Texto →
# riso in forma



## araqui

Hola a tod@s. Alguien puede decirme cómo traducir "riso in forma" o "risotto agli asparagi in forma"? En el segundo caso, se trata de un risotto con un 'pastel' de espárragos encima. Gracias.


----------



## femmejolie

"Forma" es equivalente a "stampo" (molde)
Molde de arroz.
Molde de risotto con espárragos.


----------



## irene.acler

Nunca he escuchado "riso in forma", esta es la primera vez!


----------



## araqui

Yo tampoco lo había visto. FInalmente creo que lo voy a traducir como 'Tarta de risotto con espárragos'. Qué os parece?.

Gracias por las respuestas.


----------



## irene.acler

Bueno, yo creo que queda bien, aunque no soy española y por lo tanto puedo también equivocarme.
Pero "risotto" queda igual en español?

Conjunto de registros →
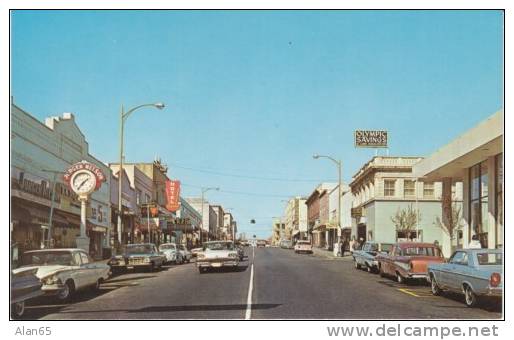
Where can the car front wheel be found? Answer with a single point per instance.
(470, 297)
(67, 292)
(18, 309)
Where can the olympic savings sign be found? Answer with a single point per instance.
(370, 139)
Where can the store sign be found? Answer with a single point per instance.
(92, 174)
(371, 138)
(172, 195)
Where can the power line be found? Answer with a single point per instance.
(218, 173)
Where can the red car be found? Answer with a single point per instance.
(409, 260)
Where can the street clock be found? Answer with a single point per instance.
(83, 182)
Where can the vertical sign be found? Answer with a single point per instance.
(172, 195)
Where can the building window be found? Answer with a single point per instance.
(389, 185)
(409, 188)
(479, 202)
(428, 190)
(499, 200)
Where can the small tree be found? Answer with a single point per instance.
(405, 220)
(454, 223)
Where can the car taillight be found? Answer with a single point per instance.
(495, 280)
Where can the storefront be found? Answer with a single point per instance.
(40, 153)
(476, 159)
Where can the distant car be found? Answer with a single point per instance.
(286, 244)
(409, 260)
(184, 255)
(303, 247)
(217, 254)
(170, 251)
(24, 286)
(195, 251)
(476, 273)
(139, 255)
(366, 256)
(240, 252)
(63, 272)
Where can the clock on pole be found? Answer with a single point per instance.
(84, 178)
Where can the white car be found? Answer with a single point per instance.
(64, 271)
(170, 251)
(184, 254)
(217, 254)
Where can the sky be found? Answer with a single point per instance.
(251, 95)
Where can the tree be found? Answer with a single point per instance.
(453, 218)
(405, 220)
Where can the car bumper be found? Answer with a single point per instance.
(217, 264)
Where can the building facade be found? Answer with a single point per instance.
(38, 151)
(476, 159)
(385, 186)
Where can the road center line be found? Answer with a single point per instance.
(248, 314)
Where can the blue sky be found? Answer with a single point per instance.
(257, 93)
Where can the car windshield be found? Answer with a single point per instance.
(48, 258)
(488, 259)
(219, 246)
(167, 247)
(420, 251)
(138, 249)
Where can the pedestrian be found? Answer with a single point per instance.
(475, 243)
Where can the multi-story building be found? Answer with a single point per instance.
(143, 188)
(159, 215)
(476, 159)
(220, 216)
(38, 151)
(346, 206)
(295, 218)
(386, 186)
(209, 222)
(318, 216)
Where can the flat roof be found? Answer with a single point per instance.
(472, 147)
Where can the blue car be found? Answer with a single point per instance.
(474, 272)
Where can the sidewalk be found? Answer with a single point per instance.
(329, 254)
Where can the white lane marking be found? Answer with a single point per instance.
(248, 314)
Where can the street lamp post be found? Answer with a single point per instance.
(204, 190)
(339, 170)
(50, 219)
(123, 117)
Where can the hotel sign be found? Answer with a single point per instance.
(371, 138)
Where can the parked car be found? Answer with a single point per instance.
(195, 251)
(184, 255)
(217, 254)
(303, 247)
(366, 256)
(286, 244)
(139, 255)
(409, 260)
(476, 273)
(25, 285)
(240, 252)
(170, 251)
(63, 272)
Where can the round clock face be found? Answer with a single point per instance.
(83, 182)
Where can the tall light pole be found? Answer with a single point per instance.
(123, 117)
(339, 169)
(50, 219)
(204, 190)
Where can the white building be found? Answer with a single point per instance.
(53, 145)
(476, 159)
(386, 185)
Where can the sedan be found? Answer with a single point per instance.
(475, 273)
(63, 272)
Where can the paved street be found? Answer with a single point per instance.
(285, 285)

Ejercicios propuestos →
1. Traduce al inglés esta oración del hilo sobre «riso in forma»: «En el segundo caso, se trata de un risotto con un 'pastel' de espárragos encima.»
2. Según el hilo sobre «riso in forma», ¿cómo decide araqui traducir finalmente la expresión?

Respuestas por ejercicio →
1. In the second case, it is a risotto with an asparagus 'cake' on top.

2. Como 'Tarta de risotto con espárragos'.